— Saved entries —
******

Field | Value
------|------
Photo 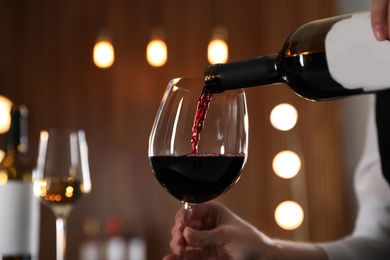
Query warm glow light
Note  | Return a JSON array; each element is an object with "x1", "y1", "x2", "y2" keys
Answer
[
  {"x1": 270, "y1": 103, "x2": 298, "y2": 131},
  {"x1": 65, "y1": 186, "x2": 74, "y2": 198},
  {"x1": 33, "y1": 179, "x2": 48, "y2": 197},
  {"x1": 147, "y1": 39, "x2": 168, "y2": 67},
  {"x1": 0, "y1": 96, "x2": 12, "y2": 134},
  {"x1": 272, "y1": 150, "x2": 301, "y2": 179},
  {"x1": 93, "y1": 40, "x2": 115, "y2": 68},
  {"x1": 208, "y1": 39, "x2": 228, "y2": 64},
  {"x1": 0, "y1": 150, "x2": 5, "y2": 162},
  {"x1": 0, "y1": 170, "x2": 8, "y2": 185},
  {"x1": 275, "y1": 201, "x2": 304, "y2": 230},
  {"x1": 208, "y1": 26, "x2": 229, "y2": 64}
]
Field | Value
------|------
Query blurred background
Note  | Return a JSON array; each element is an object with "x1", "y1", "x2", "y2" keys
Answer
[{"x1": 0, "y1": 0, "x2": 372, "y2": 259}]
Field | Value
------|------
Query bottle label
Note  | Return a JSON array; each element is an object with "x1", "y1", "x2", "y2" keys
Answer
[
  {"x1": 0, "y1": 182, "x2": 40, "y2": 258},
  {"x1": 325, "y1": 12, "x2": 390, "y2": 91}
]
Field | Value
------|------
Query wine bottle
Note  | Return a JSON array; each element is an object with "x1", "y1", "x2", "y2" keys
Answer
[
  {"x1": 105, "y1": 217, "x2": 126, "y2": 260},
  {"x1": 0, "y1": 105, "x2": 40, "y2": 260},
  {"x1": 204, "y1": 11, "x2": 390, "y2": 100},
  {"x1": 128, "y1": 236, "x2": 146, "y2": 260}
]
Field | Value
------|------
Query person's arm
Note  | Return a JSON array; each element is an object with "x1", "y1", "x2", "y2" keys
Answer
[
  {"x1": 317, "y1": 95, "x2": 390, "y2": 260},
  {"x1": 371, "y1": 0, "x2": 390, "y2": 41},
  {"x1": 163, "y1": 201, "x2": 327, "y2": 260},
  {"x1": 270, "y1": 240, "x2": 328, "y2": 260}
]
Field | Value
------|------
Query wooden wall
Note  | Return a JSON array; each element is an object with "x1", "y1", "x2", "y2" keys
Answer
[{"x1": 0, "y1": 0, "x2": 353, "y2": 259}]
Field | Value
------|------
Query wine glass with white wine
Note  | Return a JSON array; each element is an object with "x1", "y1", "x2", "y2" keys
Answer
[{"x1": 33, "y1": 129, "x2": 92, "y2": 260}]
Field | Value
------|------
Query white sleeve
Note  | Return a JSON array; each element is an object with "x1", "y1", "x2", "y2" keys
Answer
[{"x1": 318, "y1": 96, "x2": 390, "y2": 259}]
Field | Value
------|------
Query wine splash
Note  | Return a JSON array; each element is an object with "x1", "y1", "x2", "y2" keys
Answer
[{"x1": 191, "y1": 87, "x2": 213, "y2": 153}]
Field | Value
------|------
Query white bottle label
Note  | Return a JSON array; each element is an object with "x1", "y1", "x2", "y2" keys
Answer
[
  {"x1": 128, "y1": 237, "x2": 146, "y2": 260},
  {"x1": 0, "y1": 181, "x2": 40, "y2": 259},
  {"x1": 325, "y1": 12, "x2": 390, "y2": 91}
]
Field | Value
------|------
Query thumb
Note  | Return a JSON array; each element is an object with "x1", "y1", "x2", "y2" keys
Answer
[{"x1": 183, "y1": 226, "x2": 226, "y2": 247}]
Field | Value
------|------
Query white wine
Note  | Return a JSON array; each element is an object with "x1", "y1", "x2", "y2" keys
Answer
[
  {"x1": 204, "y1": 11, "x2": 390, "y2": 100},
  {"x1": 0, "y1": 105, "x2": 40, "y2": 260},
  {"x1": 33, "y1": 128, "x2": 92, "y2": 260},
  {"x1": 34, "y1": 176, "x2": 88, "y2": 218}
]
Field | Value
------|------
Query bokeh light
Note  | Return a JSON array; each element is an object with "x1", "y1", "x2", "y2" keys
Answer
[
  {"x1": 272, "y1": 150, "x2": 301, "y2": 179},
  {"x1": 208, "y1": 39, "x2": 228, "y2": 64},
  {"x1": 147, "y1": 39, "x2": 168, "y2": 67},
  {"x1": 0, "y1": 96, "x2": 12, "y2": 134},
  {"x1": 270, "y1": 103, "x2": 298, "y2": 131},
  {"x1": 274, "y1": 201, "x2": 304, "y2": 230},
  {"x1": 93, "y1": 40, "x2": 115, "y2": 68}
]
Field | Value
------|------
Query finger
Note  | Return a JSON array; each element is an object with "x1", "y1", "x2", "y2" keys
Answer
[
  {"x1": 186, "y1": 218, "x2": 203, "y2": 229},
  {"x1": 371, "y1": 0, "x2": 389, "y2": 41},
  {"x1": 176, "y1": 202, "x2": 215, "y2": 230},
  {"x1": 188, "y1": 201, "x2": 224, "y2": 224},
  {"x1": 183, "y1": 226, "x2": 226, "y2": 248},
  {"x1": 170, "y1": 230, "x2": 185, "y2": 256},
  {"x1": 171, "y1": 206, "x2": 186, "y2": 236},
  {"x1": 174, "y1": 216, "x2": 185, "y2": 233}
]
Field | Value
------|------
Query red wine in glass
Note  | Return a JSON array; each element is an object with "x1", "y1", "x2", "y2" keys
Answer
[
  {"x1": 150, "y1": 153, "x2": 245, "y2": 204},
  {"x1": 151, "y1": 86, "x2": 245, "y2": 203}
]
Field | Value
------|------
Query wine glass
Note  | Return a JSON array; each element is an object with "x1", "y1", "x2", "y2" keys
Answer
[
  {"x1": 148, "y1": 77, "x2": 248, "y2": 256},
  {"x1": 33, "y1": 129, "x2": 92, "y2": 260}
]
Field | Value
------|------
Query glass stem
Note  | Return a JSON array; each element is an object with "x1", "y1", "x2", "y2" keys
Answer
[
  {"x1": 55, "y1": 217, "x2": 67, "y2": 260},
  {"x1": 184, "y1": 202, "x2": 194, "y2": 227},
  {"x1": 182, "y1": 202, "x2": 195, "y2": 259}
]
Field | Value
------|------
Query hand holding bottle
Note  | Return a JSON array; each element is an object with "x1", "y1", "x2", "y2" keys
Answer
[{"x1": 371, "y1": 0, "x2": 390, "y2": 41}]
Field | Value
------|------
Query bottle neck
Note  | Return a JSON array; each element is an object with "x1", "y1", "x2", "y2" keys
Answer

******

— Exercise objective —
Only the records, copied exactly and without pictures, should make up the answer.

— Finished exercise —
Field | Value
------|------
Photo 
Query warm glow light
Note  | Return a JSON array; each element is an object with "x1", "y1", "x2", "y2" keys
Answer
[
  {"x1": 270, "y1": 103, "x2": 298, "y2": 131},
  {"x1": 65, "y1": 186, "x2": 74, "y2": 198},
  {"x1": 33, "y1": 179, "x2": 48, "y2": 197},
  {"x1": 147, "y1": 39, "x2": 168, "y2": 67},
  {"x1": 0, "y1": 96, "x2": 12, "y2": 134},
  {"x1": 272, "y1": 150, "x2": 301, "y2": 179},
  {"x1": 93, "y1": 40, "x2": 115, "y2": 68},
  {"x1": 208, "y1": 39, "x2": 228, "y2": 64},
  {"x1": 0, "y1": 150, "x2": 5, "y2": 162},
  {"x1": 0, "y1": 170, "x2": 8, "y2": 185},
  {"x1": 275, "y1": 201, "x2": 304, "y2": 230},
  {"x1": 208, "y1": 26, "x2": 229, "y2": 64}
]
Field | Value
------|------
Query blurred background
Note  | Return a JSON array; each element is an object with "x1", "y1", "x2", "y2" keys
Answer
[{"x1": 0, "y1": 0, "x2": 372, "y2": 259}]
Field | Value
------|------
Query bottle label
Note  | Return a JSON array; each element is an object with "x1", "y1", "x2", "y2" keys
Answer
[
  {"x1": 0, "y1": 182, "x2": 40, "y2": 258},
  {"x1": 325, "y1": 12, "x2": 390, "y2": 91}
]
Field | Value
------|------
Query wine bottle
Note  | Return a JSON array; each element is an object with "x1", "y1", "x2", "y2" keys
Answer
[
  {"x1": 105, "y1": 217, "x2": 126, "y2": 260},
  {"x1": 0, "y1": 105, "x2": 40, "y2": 260},
  {"x1": 204, "y1": 11, "x2": 390, "y2": 100},
  {"x1": 128, "y1": 236, "x2": 146, "y2": 260}
]
Field | Value
------|------
Query person's arm
Note  | Return a JSON array; each element is an object with "x1", "y1", "x2", "y2" keys
Answer
[
  {"x1": 317, "y1": 95, "x2": 390, "y2": 260},
  {"x1": 371, "y1": 0, "x2": 390, "y2": 41},
  {"x1": 163, "y1": 201, "x2": 327, "y2": 260},
  {"x1": 270, "y1": 240, "x2": 328, "y2": 260}
]
Field | Value
------|------
Query wooden wall
Note  | Return a JSON array; each element is an object with "x1", "y1", "x2", "y2" keys
Answer
[{"x1": 0, "y1": 0, "x2": 353, "y2": 259}]
Field | Value
------|------
Query wine glass with white wine
Note  | Return a JSON array; each element is an object with "x1", "y1", "x2", "y2" keys
Answer
[{"x1": 33, "y1": 129, "x2": 92, "y2": 260}]
Field | Value
------|------
Query white sleeve
Note  | Return a JSON array; each element is an object with "x1", "y1", "x2", "y2" keys
Answer
[{"x1": 318, "y1": 96, "x2": 390, "y2": 259}]
Field | Value
------|------
Query wine splash
Note  | Return a JSON array; each element is an object with "x1", "y1", "x2", "y2" keys
Answer
[{"x1": 191, "y1": 87, "x2": 213, "y2": 153}]
Field | Value
------|------
Query white bottle label
Note  | Return a JSON array; each element is an object with "x1", "y1", "x2", "y2" keys
Answer
[
  {"x1": 128, "y1": 237, "x2": 146, "y2": 260},
  {"x1": 0, "y1": 181, "x2": 40, "y2": 259},
  {"x1": 325, "y1": 12, "x2": 390, "y2": 91}
]
Field | Value
------|------
Query thumb
Note  | Return a JSON array; each element is an object with "x1", "y1", "x2", "y2" keys
Answer
[{"x1": 183, "y1": 226, "x2": 226, "y2": 247}]
Field | Value
------|------
Query white wine
Note  | Return a JSON array; each element is an object with "x1", "y1", "x2", "y2" keys
Answer
[
  {"x1": 204, "y1": 11, "x2": 390, "y2": 100},
  {"x1": 0, "y1": 105, "x2": 40, "y2": 260},
  {"x1": 33, "y1": 128, "x2": 92, "y2": 260},
  {"x1": 34, "y1": 176, "x2": 88, "y2": 218}
]
Field | Value
------|------
Query bokeh light
Note  | Return a JSON array; each element is an object with "x1", "y1", "x2", "y2" keys
Answer
[
  {"x1": 272, "y1": 150, "x2": 301, "y2": 179},
  {"x1": 208, "y1": 39, "x2": 228, "y2": 64},
  {"x1": 147, "y1": 39, "x2": 168, "y2": 67},
  {"x1": 0, "y1": 96, "x2": 12, "y2": 134},
  {"x1": 270, "y1": 103, "x2": 298, "y2": 131},
  {"x1": 274, "y1": 201, "x2": 304, "y2": 230},
  {"x1": 93, "y1": 40, "x2": 115, "y2": 68}
]
Field | Value
------|------
Query finger
Note  | Return a JSON array; each element is an object with "x1", "y1", "x2", "y2" keys
Answer
[
  {"x1": 186, "y1": 218, "x2": 203, "y2": 229},
  {"x1": 371, "y1": 0, "x2": 389, "y2": 41},
  {"x1": 176, "y1": 202, "x2": 215, "y2": 230},
  {"x1": 188, "y1": 201, "x2": 224, "y2": 224},
  {"x1": 183, "y1": 226, "x2": 226, "y2": 248},
  {"x1": 170, "y1": 230, "x2": 185, "y2": 256},
  {"x1": 171, "y1": 206, "x2": 186, "y2": 236},
  {"x1": 174, "y1": 216, "x2": 185, "y2": 233}
]
Field | Value
------|------
Query red wine in glass
Note  | Return a JSON array; each element is an object with "x1", "y1", "x2", "y2" keys
Answer
[
  {"x1": 150, "y1": 153, "x2": 245, "y2": 204},
  {"x1": 151, "y1": 86, "x2": 245, "y2": 203}
]
Field | Value
------|------
Query wine glass
Note  | Return a JSON array; each element is an object with "x1", "y1", "x2", "y2" keys
Answer
[
  {"x1": 148, "y1": 77, "x2": 248, "y2": 256},
  {"x1": 33, "y1": 129, "x2": 92, "y2": 260}
]
Field | Value
------|------
Query glass stem
Note  | Return a JSON array; each element is an object with "x1", "y1", "x2", "y2" keys
Answer
[
  {"x1": 55, "y1": 217, "x2": 67, "y2": 260},
  {"x1": 184, "y1": 202, "x2": 194, "y2": 227},
  {"x1": 182, "y1": 202, "x2": 195, "y2": 259}
]
Field | Value
------|------
Query hand holding bottle
Note  | Return a JSON array; each element is an object with "x1", "y1", "x2", "y2" keys
Answer
[{"x1": 371, "y1": 0, "x2": 390, "y2": 41}]
Field | Value
------|------
Query bottle neck
Note  | Return a JSON array; each element is an object with "x1", "y1", "x2", "y2" keys
Answer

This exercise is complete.